::: GIVEN TEXT :::

To regain balance in one's own system, a regular daily routine is a very first measure.
Awareness of one's own real need for sleep helps on the way to relaxation. Regular meals of high-quality, preferably organic foods, fresh and cooked with love, can also improve the overstrained attitude to life.
This may sound banal, but from the Ayurvedic point of view, it is a basis for escaping burnout again with further therapeutic measures. Ayurvedic therapeutic measures for burnout
- Panchakarma treatment - deep release of stress from the cells
- Pranayama - the relaxing alternating breaths
- Yoga - the proven method for relaxation and strengthening
- Meditation - calms the nervous system and strengthens self-awareness
With an Ayurvedic
Panchakarma cure, the
balance of the doshas can be restored very efficiently.
Panchakarma treatment is always the royal road to health - physically, mentally, and spiritually.
Preventing burnout with Ayurveda
Burnout does not happen overnight.
Long before it happens, the first symptoms can be observed. - Joylessness, listlessness, dejection, fatigue, sleep disorders
- Tiredness, sleep disturbances
- Irritability, dissatisfaction
- Resignation, frustration
- Anxiety and/or panic attacks
- Poor concentration, forgetfulness
- Increased susceptibility to infectious diseases
- Lack of desire during sex, erection problems
If some of these symptoms apply to you, you can already prevent worse with Ayurveda.

::: DATA EXCERPTS :::

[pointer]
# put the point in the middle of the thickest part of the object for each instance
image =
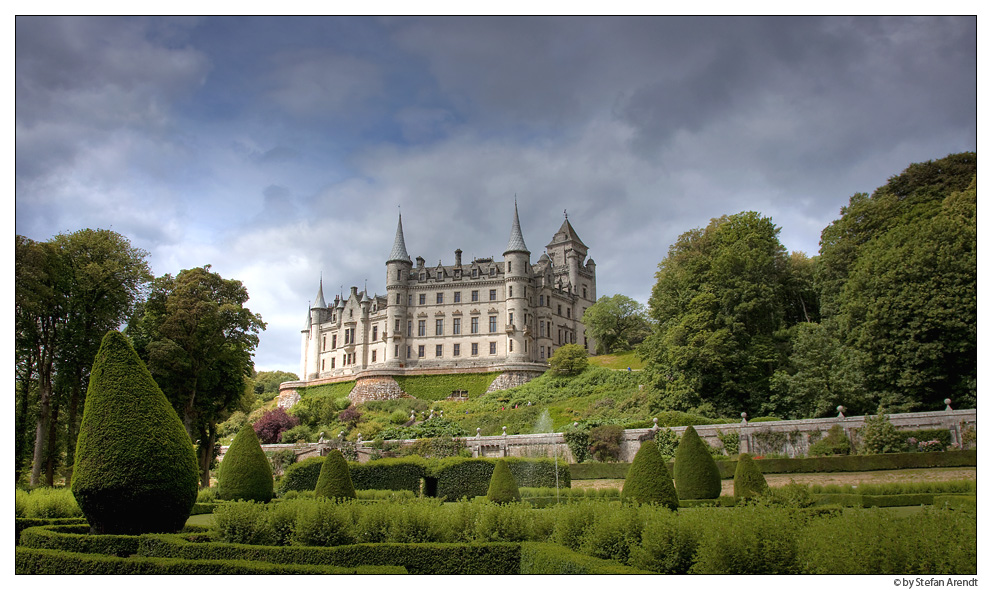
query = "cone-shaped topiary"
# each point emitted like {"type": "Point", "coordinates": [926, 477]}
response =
{"type": "Point", "coordinates": [648, 480]}
{"type": "Point", "coordinates": [245, 472]}
{"type": "Point", "coordinates": [748, 480]}
{"type": "Point", "coordinates": [135, 469]}
{"type": "Point", "coordinates": [502, 487]}
{"type": "Point", "coordinates": [334, 480]}
{"type": "Point", "coordinates": [696, 475]}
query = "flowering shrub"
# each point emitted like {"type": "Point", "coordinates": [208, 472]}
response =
{"type": "Point", "coordinates": [272, 424]}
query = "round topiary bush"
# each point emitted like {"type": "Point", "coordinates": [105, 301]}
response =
{"type": "Point", "coordinates": [245, 472]}
{"type": "Point", "coordinates": [648, 480]}
{"type": "Point", "coordinates": [135, 469]}
{"type": "Point", "coordinates": [696, 475]}
{"type": "Point", "coordinates": [502, 487]}
{"type": "Point", "coordinates": [748, 480]}
{"type": "Point", "coordinates": [335, 479]}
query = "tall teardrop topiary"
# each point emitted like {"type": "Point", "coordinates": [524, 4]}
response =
{"type": "Point", "coordinates": [502, 486]}
{"type": "Point", "coordinates": [334, 480]}
{"type": "Point", "coordinates": [245, 472]}
{"type": "Point", "coordinates": [648, 480]}
{"type": "Point", "coordinates": [696, 475]}
{"type": "Point", "coordinates": [135, 469]}
{"type": "Point", "coordinates": [748, 480]}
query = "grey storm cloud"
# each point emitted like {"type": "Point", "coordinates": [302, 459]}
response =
{"type": "Point", "coordinates": [280, 150]}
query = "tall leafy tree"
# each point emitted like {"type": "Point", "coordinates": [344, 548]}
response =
{"type": "Point", "coordinates": [70, 291]}
{"type": "Point", "coordinates": [719, 303]}
{"type": "Point", "coordinates": [898, 277]}
{"type": "Point", "coordinates": [617, 323]}
{"type": "Point", "coordinates": [198, 339]}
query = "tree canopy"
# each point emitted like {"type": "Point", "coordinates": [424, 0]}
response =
{"type": "Point", "coordinates": [198, 339]}
{"type": "Point", "coordinates": [617, 323]}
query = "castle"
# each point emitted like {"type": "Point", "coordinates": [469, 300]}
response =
{"type": "Point", "coordinates": [502, 316]}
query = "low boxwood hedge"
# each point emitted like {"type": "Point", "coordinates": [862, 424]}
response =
{"type": "Point", "coordinates": [417, 558]}
{"type": "Point", "coordinates": [50, 561]}
{"type": "Point", "coordinates": [548, 558]}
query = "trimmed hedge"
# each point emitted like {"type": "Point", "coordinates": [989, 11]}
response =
{"type": "Point", "coordinates": [302, 476]}
{"type": "Point", "coordinates": [417, 558]}
{"type": "Point", "coordinates": [696, 474]}
{"type": "Point", "coordinates": [459, 477]}
{"type": "Point", "coordinates": [49, 562]}
{"type": "Point", "coordinates": [335, 477]}
{"type": "Point", "coordinates": [245, 473]}
{"type": "Point", "coordinates": [389, 474]}
{"type": "Point", "coordinates": [502, 487]}
{"type": "Point", "coordinates": [25, 523]}
{"type": "Point", "coordinates": [548, 558]}
{"type": "Point", "coordinates": [649, 480]}
{"type": "Point", "coordinates": [135, 469]}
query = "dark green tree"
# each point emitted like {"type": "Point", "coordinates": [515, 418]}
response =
{"type": "Point", "coordinates": [334, 480]}
{"type": "Point", "coordinates": [502, 487]}
{"type": "Point", "coordinates": [135, 469]}
{"type": "Point", "coordinates": [648, 480]}
{"type": "Point", "coordinates": [617, 323]}
{"type": "Point", "coordinates": [245, 472]}
{"type": "Point", "coordinates": [898, 278]}
{"type": "Point", "coordinates": [720, 301]}
{"type": "Point", "coordinates": [696, 474]}
{"type": "Point", "coordinates": [198, 339]}
{"type": "Point", "coordinates": [748, 480]}
{"type": "Point", "coordinates": [569, 359]}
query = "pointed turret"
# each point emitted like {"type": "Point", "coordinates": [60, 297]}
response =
{"type": "Point", "coordinates": [398, 253]}
{"type": "Point", "coordinates": [319, 301]}
{"type": "Point", "coordinates": [516, 236]}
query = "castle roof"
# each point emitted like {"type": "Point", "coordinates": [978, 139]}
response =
{"type": "Point", "coordinates": [567, 233]}
{"type": "Point", "coordinates": [319, 301]}
{"type": "Point", "coordinates": [398, 253]}
{"type": "Point", "coordinates": [516, 236]}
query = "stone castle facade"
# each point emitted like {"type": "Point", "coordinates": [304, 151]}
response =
{"type": "Point", "coordinates": [485, 315]}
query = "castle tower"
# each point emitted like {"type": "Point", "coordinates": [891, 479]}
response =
{"type": "Point", "coordinates": [516, 259]}
{"type": "Point", "coordinates": [398, 267]}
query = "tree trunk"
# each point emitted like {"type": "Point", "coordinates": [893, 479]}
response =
{"type": "Point", "coordinates": [51, 452]}
{"type": "Point", "coordinates": [41, 430]}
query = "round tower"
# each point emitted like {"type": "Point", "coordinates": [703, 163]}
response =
{"type": "Point", "coordinates": [516, 258]}
{"type": "Point", "coordinates": [398, 267]}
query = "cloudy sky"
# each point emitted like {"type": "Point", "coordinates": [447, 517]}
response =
{"type": "Point", "coordinates": [280, 150]}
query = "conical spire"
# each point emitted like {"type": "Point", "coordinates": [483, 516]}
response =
{"type": "Point", "coordinates": [516, 236]}
{"type": "Point", "coordinates": [319, 301]}
{"type": "Point", "coordinates": [398, 253]}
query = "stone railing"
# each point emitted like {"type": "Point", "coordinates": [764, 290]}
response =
{"type": "Point", "coordinates": [782, 437]}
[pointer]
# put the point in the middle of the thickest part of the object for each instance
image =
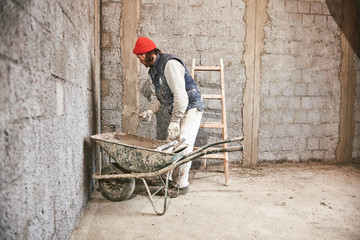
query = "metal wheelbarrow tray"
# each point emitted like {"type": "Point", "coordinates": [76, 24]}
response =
{"type": "Point", "coordinates": [137, 158]}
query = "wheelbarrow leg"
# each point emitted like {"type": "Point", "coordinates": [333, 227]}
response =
{"type": "Point", "coordinates": [150, 196]}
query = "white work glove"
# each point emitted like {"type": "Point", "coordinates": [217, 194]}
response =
{"type": "Point", "coordinates": [173, 130]}
{"type": "Point", "coordinates": [146, 115]}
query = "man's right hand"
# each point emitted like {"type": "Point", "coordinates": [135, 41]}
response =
{"type": "Point", "coordinates": [146, 115]}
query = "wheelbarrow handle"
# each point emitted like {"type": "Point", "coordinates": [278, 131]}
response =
{"type": "Point", "coordinates": [235, 139]}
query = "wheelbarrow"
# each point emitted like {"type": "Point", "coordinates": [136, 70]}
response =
{"type": "Point", "coordinates": [142, 158]}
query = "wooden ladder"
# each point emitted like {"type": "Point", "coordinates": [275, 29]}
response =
{"type": "Point", "coordinates": [219, 125]}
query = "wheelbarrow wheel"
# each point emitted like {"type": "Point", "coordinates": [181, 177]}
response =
{"type": "Point", "coordinates": [115, 189]}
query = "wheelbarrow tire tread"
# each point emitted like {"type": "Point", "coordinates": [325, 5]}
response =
{"type": "Point", "coordinates": [115, 189]}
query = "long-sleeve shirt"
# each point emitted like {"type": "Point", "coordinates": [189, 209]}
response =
{"type": "Point", "coordinates": [174, 73]}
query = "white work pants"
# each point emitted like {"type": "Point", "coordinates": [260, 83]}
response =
{"type": "Point", "coordinates": [189, 127]}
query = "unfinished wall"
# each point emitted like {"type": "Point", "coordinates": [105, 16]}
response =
{"type": "Point", "coordinates": [300, 93]}
{"type": "Point", "coordinates": [298, 58]}
{"type": "Point", "coordinates": [111, 70]}
{"type": "Point", "coordinates": [205, 31]}
{"type": "Point", "coordinates": [46, 57]}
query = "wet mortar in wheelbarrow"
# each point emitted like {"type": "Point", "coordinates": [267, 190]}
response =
{"type": "Point", "coordinates": [136, 157]}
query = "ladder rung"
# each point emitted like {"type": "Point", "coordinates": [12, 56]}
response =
{"type": "Point", "coordinates": [212, 125]}
{"type": "Point", "coordinates": [212, 96]}
{"type": "Point", "coordinates": [214, 156]}
{"type": "Point", "coordinates": [207, 68]}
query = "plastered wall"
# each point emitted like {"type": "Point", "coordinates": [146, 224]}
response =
{"type": "Point", "coordinates": [287, 56]}
{"type": "Point", "coordinates": [46, 116]}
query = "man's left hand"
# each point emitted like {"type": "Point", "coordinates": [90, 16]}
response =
{"type": "Point", "coordinates": [173, 130]}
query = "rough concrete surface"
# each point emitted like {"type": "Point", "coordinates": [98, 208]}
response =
{"type": "Point", "coordinates": [272, 201]}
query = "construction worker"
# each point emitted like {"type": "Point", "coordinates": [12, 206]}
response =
{"type": "Point", "coordinates": [175, 88]}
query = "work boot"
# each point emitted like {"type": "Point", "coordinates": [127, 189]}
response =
{"type": "Point", "coordinates": [174, 192]}
{"type": "Point", "coordinates": [157, 182]}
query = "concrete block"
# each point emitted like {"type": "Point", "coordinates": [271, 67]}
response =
{"type": "Point", "coordinates": [318, 155]}
{"type": "Point", "coordinates": [327, 143]}
{"type": "Point", "coordinates": [277, 6]}
{"type": "Point", "coordinates": [288, 117]}
{"type": "Point", "coordinates": [194, 2]}
{"type": "Point", "coordinates": [315, 7]}
{"type": "Point", "coordinates": [294, 103]}
{"type": "Point", "coordinates": [105, 39]}
{"type": "Point", "coordinates": [291, 6]}
{"type": "Point", "coordinates": [294, 19]}
{"type": "Point", "coordinates": [269, 103]}
{"type": "Point", "coordinates": [307, 20]}
{"type": "Point", "coordinates": [275, 89]}
{"type": "Point", "coordinates": [289, 90]}
{"type": "Point", "coordinates": [293, 130]}
{"type": "Point", "coordinates": [224, 3]}
{"type": "Point", "coordinates": [302, 62]}
{"type": "Point", "coordinates": [325, 10]}
{"type": "Point", "coordinates": [301, 89]}
{"type": "Point", "coordinates": [314, 116]}
{"type": "Point", "coordinates": [313, 144]}
{"type": "Point", "coordinates": [210, 3]}
{"type": "Point", "coordinates": [300, 117]}
{"type": "Point", "coordinates": [320, 21]}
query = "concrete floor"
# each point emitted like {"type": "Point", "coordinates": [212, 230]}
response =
{"type": "Point", "coordinates": [272, 201]}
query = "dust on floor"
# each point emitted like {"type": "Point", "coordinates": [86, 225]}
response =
{"type": "Point", "coordinates": [271, 201]}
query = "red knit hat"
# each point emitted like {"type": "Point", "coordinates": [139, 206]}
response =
{"type": "Point", "coordinates": [143, 45]}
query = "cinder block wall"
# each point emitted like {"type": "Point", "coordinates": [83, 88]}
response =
{"type": "Point", "coordinates": [300, 64]}
{"type": "Point", "coordinates": [111, 70]}
{"type": "Point", "coordinates": [356, 143]}
{"type": "Point", "coordinates": [46, 58]}
{"type": "Point", "coordinates": [205, 31]}
{"type": "Point", "coordinates": [300, 90]}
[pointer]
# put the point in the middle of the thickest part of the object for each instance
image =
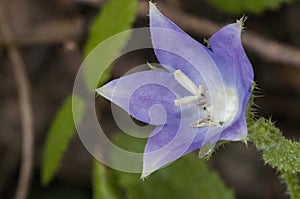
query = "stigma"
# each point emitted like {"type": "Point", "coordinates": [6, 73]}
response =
{"type": "Point", "coordinates": [218, 115]}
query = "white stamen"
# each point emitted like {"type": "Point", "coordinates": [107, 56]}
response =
{"type": "Point", "coordinates": [186, 100]}
{"type": "Point", "coordinates": [222, 112]}
{"type": "Point", "coordinates": [186, 82]}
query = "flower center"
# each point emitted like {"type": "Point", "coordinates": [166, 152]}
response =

:::

- [EXERCISE DETAILS]:
Please explain, in one to three sentences, why the Ayurveda text says a regular daily routine, awareness of one's need for sleep, and regular high-quality meals matter even though this may sound banal.

- [RESULT BELOW]:
From the Ayurvedic point of view, these habits are a basis for escaping burnout with further therapeutic measures. A regular daily routine is the very first measure for regaining balance in one's own system.